____ DATA RECORDS
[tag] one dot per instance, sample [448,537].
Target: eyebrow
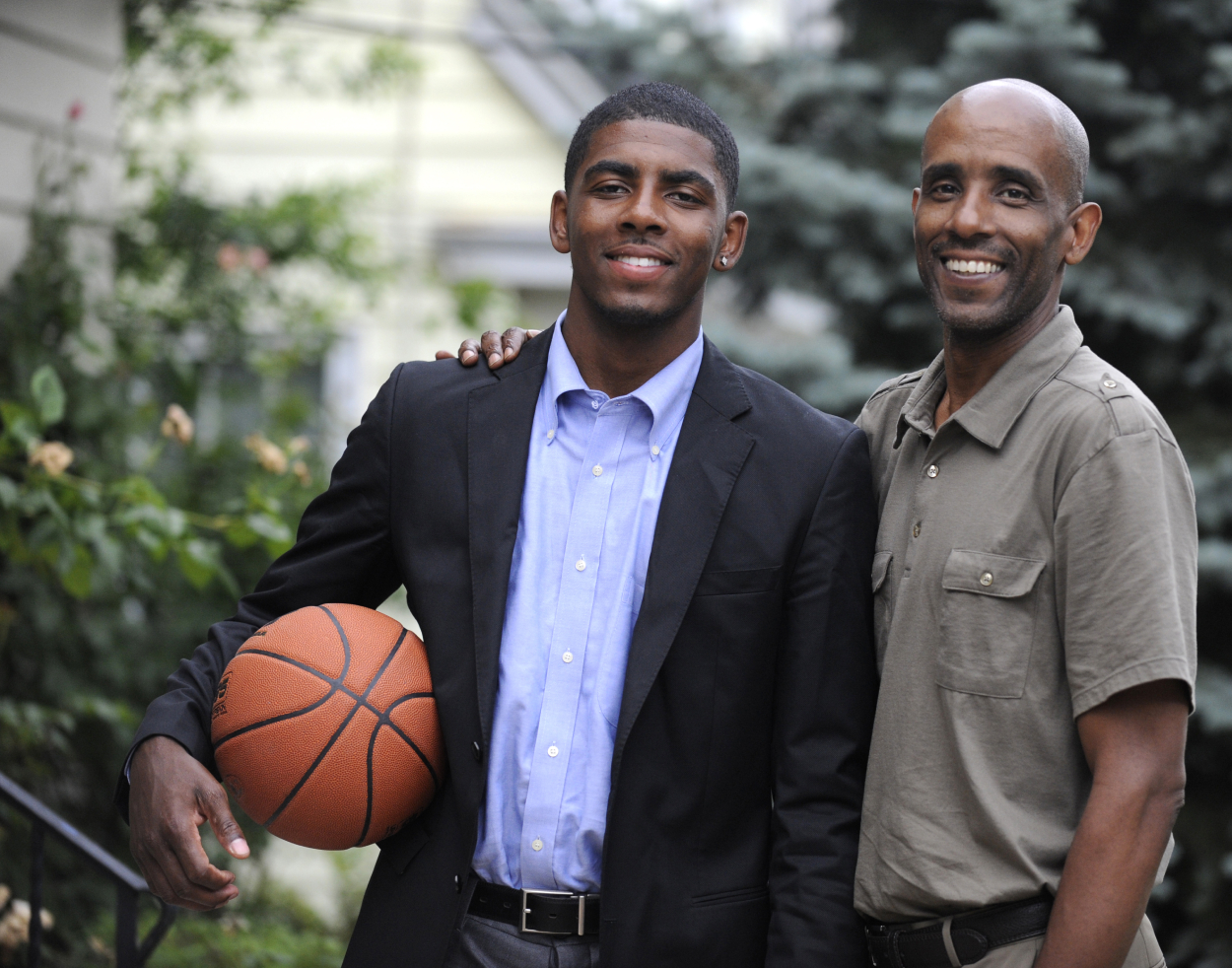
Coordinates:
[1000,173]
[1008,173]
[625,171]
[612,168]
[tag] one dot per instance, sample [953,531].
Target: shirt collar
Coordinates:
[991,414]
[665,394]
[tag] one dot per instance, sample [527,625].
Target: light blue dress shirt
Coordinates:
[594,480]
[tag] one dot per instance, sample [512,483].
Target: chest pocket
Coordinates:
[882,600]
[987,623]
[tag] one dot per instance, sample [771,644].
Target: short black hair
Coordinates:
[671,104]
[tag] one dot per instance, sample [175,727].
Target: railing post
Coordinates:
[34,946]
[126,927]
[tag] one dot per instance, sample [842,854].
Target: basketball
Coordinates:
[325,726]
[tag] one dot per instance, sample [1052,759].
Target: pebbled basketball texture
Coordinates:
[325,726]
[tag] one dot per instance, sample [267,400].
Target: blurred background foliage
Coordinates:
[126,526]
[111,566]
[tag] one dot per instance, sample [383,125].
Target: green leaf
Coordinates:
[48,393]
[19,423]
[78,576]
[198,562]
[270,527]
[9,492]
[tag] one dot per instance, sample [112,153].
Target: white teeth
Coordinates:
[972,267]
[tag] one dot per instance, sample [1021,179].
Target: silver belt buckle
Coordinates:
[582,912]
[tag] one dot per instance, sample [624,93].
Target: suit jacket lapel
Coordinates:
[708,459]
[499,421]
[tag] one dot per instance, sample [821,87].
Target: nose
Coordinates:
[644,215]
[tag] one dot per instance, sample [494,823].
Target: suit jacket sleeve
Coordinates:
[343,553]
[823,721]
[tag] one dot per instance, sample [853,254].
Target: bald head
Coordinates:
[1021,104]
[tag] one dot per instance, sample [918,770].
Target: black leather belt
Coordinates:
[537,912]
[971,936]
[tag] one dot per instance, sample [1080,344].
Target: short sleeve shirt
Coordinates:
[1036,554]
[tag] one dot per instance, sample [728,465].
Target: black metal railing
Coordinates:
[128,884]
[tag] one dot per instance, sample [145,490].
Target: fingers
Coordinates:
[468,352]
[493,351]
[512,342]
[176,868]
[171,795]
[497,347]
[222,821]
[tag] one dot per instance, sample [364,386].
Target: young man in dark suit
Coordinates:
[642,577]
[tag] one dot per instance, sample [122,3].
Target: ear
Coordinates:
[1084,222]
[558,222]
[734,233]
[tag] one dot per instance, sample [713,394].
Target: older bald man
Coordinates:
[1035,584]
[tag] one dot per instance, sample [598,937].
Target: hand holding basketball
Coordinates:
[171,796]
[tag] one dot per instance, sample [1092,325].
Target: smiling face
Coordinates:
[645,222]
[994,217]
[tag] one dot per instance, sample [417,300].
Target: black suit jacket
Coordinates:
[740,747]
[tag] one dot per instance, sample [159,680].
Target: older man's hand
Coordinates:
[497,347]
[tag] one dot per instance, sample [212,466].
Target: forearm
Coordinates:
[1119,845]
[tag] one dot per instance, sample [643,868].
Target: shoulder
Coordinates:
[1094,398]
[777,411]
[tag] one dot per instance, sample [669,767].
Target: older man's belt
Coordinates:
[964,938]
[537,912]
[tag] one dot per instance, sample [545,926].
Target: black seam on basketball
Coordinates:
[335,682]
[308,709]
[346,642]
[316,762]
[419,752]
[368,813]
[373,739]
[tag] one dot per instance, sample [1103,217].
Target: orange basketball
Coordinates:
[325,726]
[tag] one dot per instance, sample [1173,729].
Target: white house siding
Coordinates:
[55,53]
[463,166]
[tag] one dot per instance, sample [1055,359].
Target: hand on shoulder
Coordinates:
________
_INSTRUCTIONS FOR THE TASK_
Write out every line above again exactly, with the pictures left out.

_EXPECTED OUTPUT_
[tag] one dot per instance, sample [448,537].
Target: eyebrow
Coordinates:
[1000,173]
[1008,173]
[625,171]
[612,168]
[tag] one dot per instance, sample [953,531].
Target: shirt collar
Coordinates:
[991,414]
[665,394]
[tag] one dot per instance, sample [527,625].
Target: light blue dress shirt
Coordinates:
[594,480]
[tag] one dot per instance, sample [512,483].
Target: chest pocket
Coordinates:
[882,600]
[987,623]
[tag] one dot per instance, sample [771,644].
Target: short black hair
Coordinates:
[671,104]
[tag] one dot per instance, sample [175,727].
Target: railing post
Coordinates:
[34,946]
[126,927]
[tag] one dot per instance, sample [842,854].
Target: basketball
Coordinates:
[325,726]
[tag] one dot per instance, sample [1052,759].
Target: pebbled basketball texture
Coordinates:
[325,726]
[tag] one dot per instance, sample [267,400].
Target: blurred background foliage
Coordinates:
[126,526]
[111,566]
[tag] one dot per instance, sample [383,125].
Target: green leaf
Coordinates:
[48,393]
[19,423]
[78,576]
[198,562]
[270,527]
[9,492]
[tag] one dot per instance, sample [112,153].
Target: white teeth
Coordinates:
[972,267]
[tag] one dot per instance, sample [1021,179].
Target: silver belt buckle
Coordinates:
[582,912]
[tag] one dot per instance, sample [624,93].
Target: suit jacket lapel
Coordinates:
[708,459]
[499,421]
[tag] one dot per instance, sample [821,87].
Target: nose
Coordinates:
[644,215]
[tag] one dot per instance, sample [494,823].
Target: suit jacket sleeve
Coordinates:
[343,553]
[823,721]
[tag] one dot per instance, sample [853,254].
Target: bald head
Coordinates:
[1021,104]
[tag] one dot per instance, sample [918,770].
Target: black leather belt
Coordinates:
[537,912]
[971,936]
[tag] one dot per instance, sample [1080,344].
Target: short sleeve shirt
Coordinates:
[1036,554]
[tag] one dot per instance, sample [728,465].
Target: black metal railing
Coordinates:
[128,884]
[tag] one dot per instance, sample [145,490].
Target: fingers
Coordinates:
[468,352]
[493,351]
[512,342]
[176,868]
[171,795]
[497,347]
[222,821]
[tag] one dot per instance, sample [364,386].
Target: young man in dark suit
Coordinates:
[642,577]
[tag] one dot per instance, sample [122,3].
Target: ear
Coordinates:
[1084,222]
[558,222]
[734,233]
[tag] one dot per instance, sample [713,394].
Target: older bald man
Coordinates:
[1035,584]
[tag] one dot per instance, sample [598,937].
Target: hand holding basketball
Coordinates:
[171,796]
[tag] one dot per instance, sample [1092,325].
Target: smiling face
Coordinates:
[645,222]
[994,217]
[tag] one dot per instance, sample [417,300].
Target: black suit jacket
Coordinates:
[740,747]
[tag] one dot per instance, sample [159,680].
Target: older man's hand
Coordinates:
[497,347]
[tag] one dot per instance, sample [212,466].
Target: forearm
Coordinates:
[1119,845]
[tag] one dot per instance, sample [643,868].
Target: shoulder
Coordinates:
[1094,398]
[777,411]
[tag] one dot per instance, sample [669,767].
Target: older man's belt
Coordinates:
[964,938]
[537,912]
[tag] one dot per instance, sample [545,926].
Target: black seam on basketball
Coordinates:
[335,682]
[308,709]
[346,642]
[316,762]
[419,752]
[368,813]
[373,739]
[tag] one dot per instance, sample [1103,217].
Target: orange basketball
Coordinates:
[325,726]
[tag] one dot per instance, sample [1173,729].
Target: white house siding
Coordinates:
[55,53]
[463,166]
[tag] one dot per instance, sample [1055,359].
Target: hand on shoulder
Coordinates:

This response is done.